• _Try it_:
Copy out each line of the material exactly. Pictures do not belong in the copy.

• _Material for this exercise_:

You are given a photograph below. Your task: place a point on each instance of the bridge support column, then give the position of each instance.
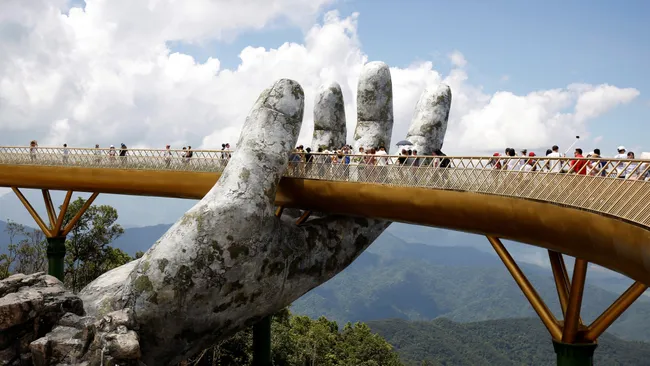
(58, 228)
(262, 342)
(56, 257)
(573, 341)
(577, 354)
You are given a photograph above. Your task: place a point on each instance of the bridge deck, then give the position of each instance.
(602, 219)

• _Worked solution_:
You are given a photograph below. Your task: place a point on each instance of the bridge support column, then give the position of each instance.
(58, 228)
(262, 342)
(56, 257)
(573, 341)
(577, 354)
You are given a photograph above. Your task: place a point on each instance of the bridge deck, then give the position of each instance.
(602, 219)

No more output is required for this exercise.